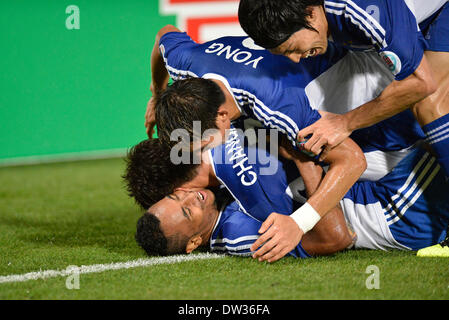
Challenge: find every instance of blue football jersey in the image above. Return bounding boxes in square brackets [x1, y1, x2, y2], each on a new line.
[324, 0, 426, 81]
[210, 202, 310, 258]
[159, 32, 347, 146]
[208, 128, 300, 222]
________________________
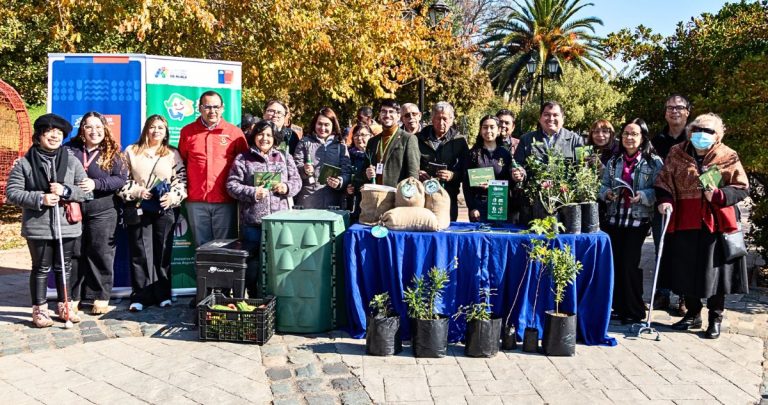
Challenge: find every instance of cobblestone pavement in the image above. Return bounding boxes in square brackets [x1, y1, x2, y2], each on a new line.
________________________
#### Brief:
Count the lines in the rows above that contain the string "bounding", and reply with only that number.

#### Correct result:
2